> **Provided passage**:
-------------------------
I got sober at the age of 27 with the help of a twelve step recovery program. I was married at 32 and my first child was born shortly thereafter, when I was 33. I had my son three and a half years after that. Today, my kids are ages 8 and almost 5 and they’ve never seen their mother take a drink. 

My motherhood story and drinking story don’t overlap. However, my disease of alcoholism informs my whole life and always will. I like to refer to myself as a grateful alcoholic, a term you’ll hear a lot in 12-step circles, because in the depths of my disease I have experienced in the darkest of despair and loneliness. Alcoholism had its grip on me so tightly that, near the end, I wanted to step out in front of a bus. Or I wished for a different “problem” – one that would elicit sympathy. Truthfully, and this is an embarassing admission, I wished I had cancer instead of a drinking problem because then everyone would feel so sad for me and would work tirelessly to save me. I so badly wanted to be saved. Today, as a sober and healthy mother of two, I can’t imagine thinking those thoughts or feeling those feelings ever.
-------------------------
> **Prompt A**:
Using the recovery passage, judge whether each statement agrees with it: (i) The writer got sober at 27 with a twelve step program. (ii) The writer's drinking went on after the first child was born. (iii) The writer once wished for cancer instead of a drinking problem. Answer yes or no for each, and quote the words that decide it.
> **Prompt B**:
Write what comes next in the recovery passage, picking up after its last sentence.

> **Referring expression pointing data**:
-------------------------
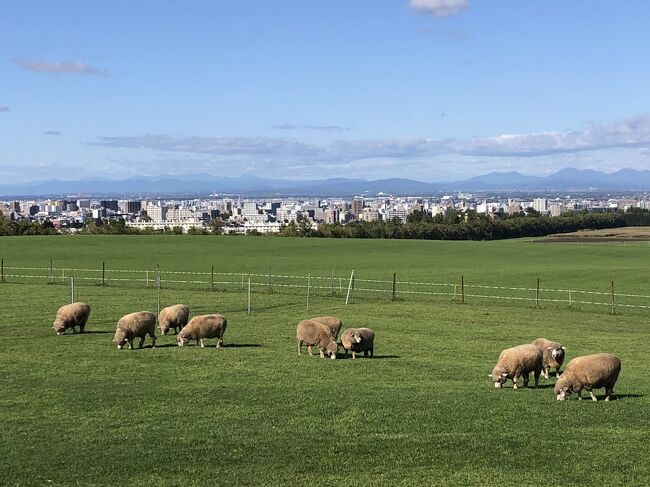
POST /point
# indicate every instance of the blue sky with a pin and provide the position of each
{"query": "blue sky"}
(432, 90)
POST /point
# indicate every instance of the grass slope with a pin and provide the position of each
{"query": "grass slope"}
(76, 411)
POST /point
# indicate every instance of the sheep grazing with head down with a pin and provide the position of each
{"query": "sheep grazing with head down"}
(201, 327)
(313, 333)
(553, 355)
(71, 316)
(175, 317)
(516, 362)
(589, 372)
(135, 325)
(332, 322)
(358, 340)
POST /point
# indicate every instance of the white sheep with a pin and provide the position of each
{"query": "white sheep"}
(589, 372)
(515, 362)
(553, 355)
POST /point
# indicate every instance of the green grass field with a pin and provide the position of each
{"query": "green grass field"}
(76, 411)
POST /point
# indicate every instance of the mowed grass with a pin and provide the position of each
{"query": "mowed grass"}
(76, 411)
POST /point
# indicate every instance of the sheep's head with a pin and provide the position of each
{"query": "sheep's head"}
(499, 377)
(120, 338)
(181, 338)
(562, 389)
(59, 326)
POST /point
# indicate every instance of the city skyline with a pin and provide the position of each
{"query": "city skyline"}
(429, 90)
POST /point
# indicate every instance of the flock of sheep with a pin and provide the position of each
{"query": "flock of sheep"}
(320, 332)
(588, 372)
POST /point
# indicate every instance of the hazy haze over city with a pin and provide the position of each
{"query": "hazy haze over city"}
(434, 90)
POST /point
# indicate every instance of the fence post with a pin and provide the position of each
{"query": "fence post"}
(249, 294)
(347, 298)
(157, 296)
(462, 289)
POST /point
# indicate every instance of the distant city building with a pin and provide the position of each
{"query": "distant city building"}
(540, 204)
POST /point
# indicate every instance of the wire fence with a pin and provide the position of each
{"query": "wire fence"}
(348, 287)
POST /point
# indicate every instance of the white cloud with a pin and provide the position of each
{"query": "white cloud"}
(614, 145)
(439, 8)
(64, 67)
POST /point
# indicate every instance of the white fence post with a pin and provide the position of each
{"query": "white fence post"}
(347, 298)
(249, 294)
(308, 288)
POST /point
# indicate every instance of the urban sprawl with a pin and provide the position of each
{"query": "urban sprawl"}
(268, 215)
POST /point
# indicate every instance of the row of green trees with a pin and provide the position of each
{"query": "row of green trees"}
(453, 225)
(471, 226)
-------------------------
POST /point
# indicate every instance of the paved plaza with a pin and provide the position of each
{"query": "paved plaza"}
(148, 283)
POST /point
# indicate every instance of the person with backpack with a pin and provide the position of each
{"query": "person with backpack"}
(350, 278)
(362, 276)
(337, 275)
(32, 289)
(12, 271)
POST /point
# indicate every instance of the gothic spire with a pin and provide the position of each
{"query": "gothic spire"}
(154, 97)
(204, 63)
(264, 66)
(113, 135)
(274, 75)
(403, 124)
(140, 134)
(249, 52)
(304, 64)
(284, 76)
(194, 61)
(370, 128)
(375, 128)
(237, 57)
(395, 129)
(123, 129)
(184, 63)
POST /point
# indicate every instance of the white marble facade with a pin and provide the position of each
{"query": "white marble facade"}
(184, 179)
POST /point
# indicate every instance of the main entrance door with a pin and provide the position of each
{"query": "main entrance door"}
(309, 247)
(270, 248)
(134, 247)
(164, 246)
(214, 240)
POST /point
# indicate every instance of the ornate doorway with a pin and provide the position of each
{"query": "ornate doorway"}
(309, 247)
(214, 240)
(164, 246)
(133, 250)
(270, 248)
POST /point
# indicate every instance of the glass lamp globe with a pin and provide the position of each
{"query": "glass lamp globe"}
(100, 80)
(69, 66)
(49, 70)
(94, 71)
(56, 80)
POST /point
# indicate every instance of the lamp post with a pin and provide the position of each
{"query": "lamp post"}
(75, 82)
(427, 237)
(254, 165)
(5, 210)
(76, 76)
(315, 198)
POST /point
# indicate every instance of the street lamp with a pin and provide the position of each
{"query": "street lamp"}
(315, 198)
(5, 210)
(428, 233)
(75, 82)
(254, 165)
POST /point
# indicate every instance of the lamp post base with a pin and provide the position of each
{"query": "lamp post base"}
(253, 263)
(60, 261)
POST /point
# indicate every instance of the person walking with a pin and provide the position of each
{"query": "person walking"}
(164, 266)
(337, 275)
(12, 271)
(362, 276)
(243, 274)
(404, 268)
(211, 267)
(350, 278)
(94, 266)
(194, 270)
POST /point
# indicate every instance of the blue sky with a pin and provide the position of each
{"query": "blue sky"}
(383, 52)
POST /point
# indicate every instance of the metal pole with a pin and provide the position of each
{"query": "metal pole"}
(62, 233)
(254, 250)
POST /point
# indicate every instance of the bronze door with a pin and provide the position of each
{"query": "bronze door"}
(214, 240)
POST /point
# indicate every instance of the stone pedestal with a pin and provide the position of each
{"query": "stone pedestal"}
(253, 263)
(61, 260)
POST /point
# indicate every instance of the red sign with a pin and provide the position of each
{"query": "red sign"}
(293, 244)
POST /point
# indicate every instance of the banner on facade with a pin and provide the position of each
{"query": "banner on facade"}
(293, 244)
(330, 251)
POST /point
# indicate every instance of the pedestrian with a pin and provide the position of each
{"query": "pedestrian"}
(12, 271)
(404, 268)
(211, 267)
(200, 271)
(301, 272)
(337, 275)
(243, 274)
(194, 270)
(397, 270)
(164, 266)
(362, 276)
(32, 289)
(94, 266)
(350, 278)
-------------------------
> **Answer space A**:
(i) Yes: "I got sober at the age of 27 with the help of a twelve step recovery program."
(ii) No: "My motherhood story and drinking story don’t overlap."
(iii) Yes: "I wished I had cancer instead of a drinking problem"

> **Answer space B**:
I’m so grateful that I found a solution to my alcoholism and a community to attach myself to long before my kids entered the picture. 

I see the whole “mom wine”culture online – you know the “Is it wine o’clock yet?” and that makes me think a couple of things. Firstly, I’m so grateful that  I’m not waiting for “wine o’clock” to numb out my feelings and detach from my family. However, as an alcoholic with addictive tendencies, “numbing out” shows up for me in other ways today (ummmm…online shopping anyone?) Gratefully, my numbing habits today aren’t as damaging as booze, but I still  need to be alert and aware of when I am using something outside myself to try to change the way I am feeling inside. 

It is my number one goal in life to try to guide my kids to be healthy humans, in mind, body and spirit. That means equipping them to feel ALL their feelings. Even the most uncomfortable and painful ones — because that is where growth comes from. Even though the mama bear in me wants to protect them from all the pain they will face out in the world, I know that going though it is the only way they will learn how strong and resilient they really are.

I would not be able to parent in any capacity had I not found a place to get help long before my children showed up in my life. But I recognize that that is not everyone’s story and I’ve met a lot of moms in recovery whose kids did grow up with an active alcoholic parent. That carries a lot of shame with it and carrying that shame day in and out is what keeps us sick.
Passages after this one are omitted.